**Excerpt to read**
%%
System.Threading.ThreadAbortException: Thread was being aborted.
   at System.Buffer.__Memcpy(Byte* dest, Byte* src, Int32 len) 
   at System.Buffer._Memcpy(Byte* dest, Byte* src, Int32 len)  
   at System.Buffer.Memcpy(Byte* dest, Byte* src, Int32 len)  
   at System.String.CtorCharPtrStartLength(Char* ptr, Int32 startIndex, Int32 length)    
   at Microsoft.UpdateServices.Internal.CabUtilities.ExpandMemoryCabToString(Byte[] src)   
   at Microsoft.UpdateServices.Internal.DataAccess.ExecuteSpGetCoreUpdateXml(Int32[] revisionIds) 
   at Microsoft.UpdateServices.Internal.DataAccessCache.GetCoreUpdateXml(Int32[] revisionIds, DataAccess da, Int64 maxXmlPerRequest)
   at Microsoft.UpdateServices.Internal.ClientImplementation.GetSyncInfo(Version clientProtocolVersion, DataAccess dataAccess, Hashtable stateTable, Hashtable deploymentTable, Boolean haveGroupsChanged, Boolean driverSyncNeeded, Boolean doChunking)
%%
**What to produce**
Using the stack trace above, state the reason its first line gives for the exception and name the method at the top of the call stack when it was thrown.

**Record extracts**
%%
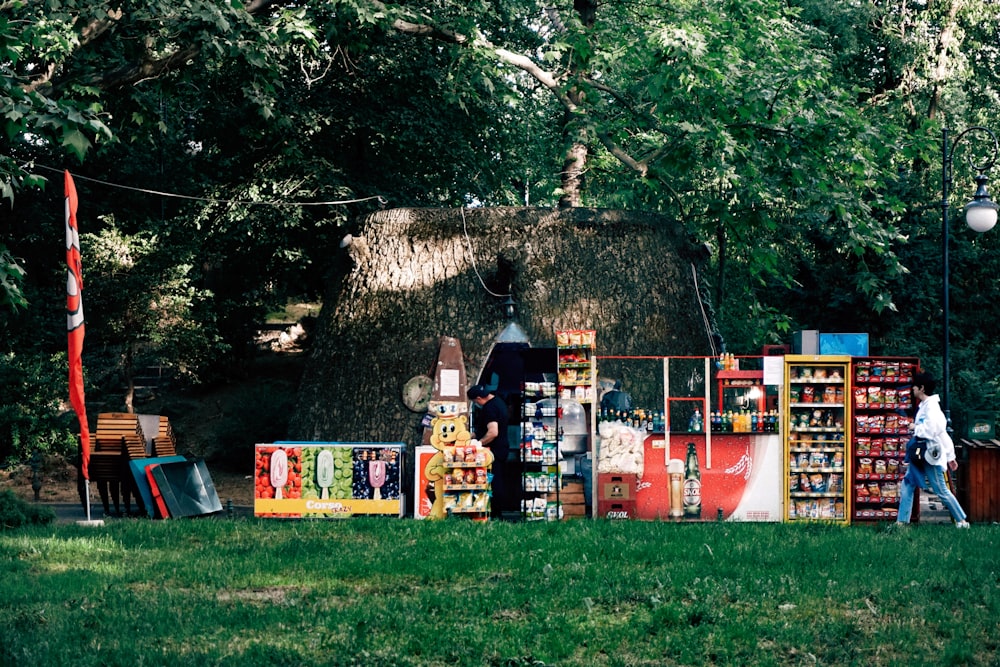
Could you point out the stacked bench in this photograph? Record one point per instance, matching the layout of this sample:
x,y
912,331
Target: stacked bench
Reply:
x,y
118,439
%%
**Result**
The first line says the thread was being aborted, which is why a System.Threading.ThreadAbortException was raised. The method at the top of the call stack was System.Buffer.__Memcpy(Byte* dest, Byte* src, Int32 len).